## Task directions
Set down the records once more, please, exactly and with the pictures left out.

## Entries shown
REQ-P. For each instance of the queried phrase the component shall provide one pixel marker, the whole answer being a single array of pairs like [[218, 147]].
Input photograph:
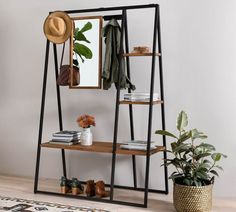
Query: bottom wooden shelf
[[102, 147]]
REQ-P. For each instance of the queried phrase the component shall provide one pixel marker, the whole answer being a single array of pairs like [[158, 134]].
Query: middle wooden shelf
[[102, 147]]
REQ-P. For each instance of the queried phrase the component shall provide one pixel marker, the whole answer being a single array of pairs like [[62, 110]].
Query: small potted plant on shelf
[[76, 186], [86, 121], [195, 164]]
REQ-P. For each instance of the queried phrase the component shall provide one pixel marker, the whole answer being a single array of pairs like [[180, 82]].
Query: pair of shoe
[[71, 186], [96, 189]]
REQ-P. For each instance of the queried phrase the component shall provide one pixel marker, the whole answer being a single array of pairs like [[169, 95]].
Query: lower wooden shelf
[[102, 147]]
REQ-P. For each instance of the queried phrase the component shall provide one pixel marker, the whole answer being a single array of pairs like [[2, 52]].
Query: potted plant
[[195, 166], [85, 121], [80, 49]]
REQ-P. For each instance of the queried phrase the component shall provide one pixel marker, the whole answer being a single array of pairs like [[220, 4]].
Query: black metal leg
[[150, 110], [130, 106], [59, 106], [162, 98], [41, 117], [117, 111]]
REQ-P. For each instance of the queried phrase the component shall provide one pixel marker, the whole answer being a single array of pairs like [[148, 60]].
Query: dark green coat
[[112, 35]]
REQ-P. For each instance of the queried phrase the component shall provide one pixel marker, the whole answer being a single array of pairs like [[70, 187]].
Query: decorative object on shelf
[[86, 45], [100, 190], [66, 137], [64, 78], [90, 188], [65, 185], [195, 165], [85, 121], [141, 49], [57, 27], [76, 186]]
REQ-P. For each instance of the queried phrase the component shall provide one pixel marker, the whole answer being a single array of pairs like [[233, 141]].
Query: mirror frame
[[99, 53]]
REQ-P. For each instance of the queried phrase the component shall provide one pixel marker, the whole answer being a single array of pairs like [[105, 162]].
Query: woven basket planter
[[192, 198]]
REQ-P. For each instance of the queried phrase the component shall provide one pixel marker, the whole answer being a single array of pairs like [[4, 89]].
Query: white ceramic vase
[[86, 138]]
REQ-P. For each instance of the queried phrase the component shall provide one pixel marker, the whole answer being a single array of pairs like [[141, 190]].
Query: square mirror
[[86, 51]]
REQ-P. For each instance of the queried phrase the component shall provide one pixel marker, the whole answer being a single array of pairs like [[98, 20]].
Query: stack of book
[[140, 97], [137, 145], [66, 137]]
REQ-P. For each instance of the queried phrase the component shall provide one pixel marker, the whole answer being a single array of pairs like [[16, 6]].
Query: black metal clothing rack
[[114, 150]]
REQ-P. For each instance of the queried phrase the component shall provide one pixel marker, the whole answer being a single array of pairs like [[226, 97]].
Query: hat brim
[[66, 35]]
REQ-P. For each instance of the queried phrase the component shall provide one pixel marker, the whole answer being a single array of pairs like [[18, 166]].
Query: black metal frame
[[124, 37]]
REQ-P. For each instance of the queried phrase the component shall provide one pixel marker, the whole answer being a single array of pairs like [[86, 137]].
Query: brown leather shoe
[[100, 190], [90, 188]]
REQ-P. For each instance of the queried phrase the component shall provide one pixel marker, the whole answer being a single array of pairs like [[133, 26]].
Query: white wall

## Expected answer
REQ-P. For each instance of the queried phrase the component shall provide one pixel marker, the whole answer being a single array of pairs like [[218, 147]].
Input photograph:
Query: bottom wooden shelf
[[102, 147]]
REQ-P. For each instance of the queried phrase the component shall provide one pixel marker, the whole answer being a single array of pairs like [[158, 134]].
Query: middle wooden shelf
[[102, 147]]
REQ-P. For each instance of the queried phrase the component shall provide one pixel marker, the whole answer being a single array of pairs like [[62, 110]].
Query: small potted plant on shelf
[[76, 186], [86, 121], [195, 164]]
REQ-P. For each instance of the queried phrase the component shall provide one pixel marker, the whole answer being a single array of pairs like [[180, 82]].
Query: pair of shoe
[[71, 186], [96, 189]]
REQ-P. For each instance of the queried phrase the component shall provide one pixel marker, the whole answer being a single array of pairs like [[169, 95]].
Query: lower wooden shelf
[[102, 147]]
REQ-P. For each instance of the queried phrase the component shall provide one pixel marker, the whole answer being a single array of pairs like [[2, 52]].
Query: potted plant
[[195, 166], [85, 121], [80, 49]]
REQ-P. For each instance of the queried phrase the component shall provide one pixel marker, the whole answer being a single array of pairs like [[220, 4]].
Query: black metal leg
[[150, 110], [130, 106], [59, 106], [162, 98], [41, 117], [117, 111]]
REQ-P. For each instance of the queried phrase the component shall provide one pixel marker, the whole answer being a single array of pairs like [[148, 60]].
Query: dark green coat
[[112, 35]]
REQ-P. For each instance of the queried phrase the component shall provide one pixel marker, the whole answer being a single array of pairs like [[70, 187]].
Query: decorative object on shelf
[[86, 45], [100, 190], [66, 137], [64, 78], [90, 188], [65, 185], [195, 165], [85, 121], [141, 49], [57, 27], [76, 186]]
REQ-P. For each instance of the queried phrase the component shall provide one pixel marker, the whole answer being a single array of pairs like [[233, 141]].
Query: mirror frame
[[99, 53]]
REQ-P. For each instance of the queried phrase the component shall provide one pixel marker, the whole answer being a single array of pairs like [[105, 162]].
Query: woven basket planter
[[192, 198]]
REQ-P. For each instance of the queried phrase the component shall provide one pixel marker, the whole answer being a single array of pairs like [[4, 89]].
Query: white ceramic vase
[[86, 138]]
REQ-P. For each instance of the queried phrase the component shall provide one pixel marker, the whole answer being a single array of pairs like [[141, 190]].
Query: square mirror
[[86, 51]]
REQ-P. For each instance of the queried phrase the component shall provide one pixel marker, the whole answer being a single array of pairs like [[98, 20]].
Query: stack of book
[[140, 97], [137, 145], [66, 137]]
REQ-P. For each instance of the queried phrase the component shall provide one pixel marker, the whole answer being a single array of pairs like [[16, 6]].
Query: black metal clothing rack
[[114, 150]]
REQ-P. For each instance of the queried phrase the component shall provide one pixel marker, the whole answer being a single array of pairs like [[226, 97]].
Query: hat brim
[[66, 35]]
REQ-P. For each instance of the queried phrase the component shall provide one pixel marker, the whole answer being a single array of pairs like [[18, 166]].
Query: black metal frame
[[124, 37]]
REQ-P. For each instance of the queried phrase the component shall provide one pixel marker, the whole answer being a single array of pairs like [[86, 137]].
Query: brown leather shoe
[[100, 190], [90, 188]]
REQ-P. For each instance of the queried phrase the component shall provide one pixel marker, the whole answer being a single array of pairs like [[133, 26]].
Query: white wall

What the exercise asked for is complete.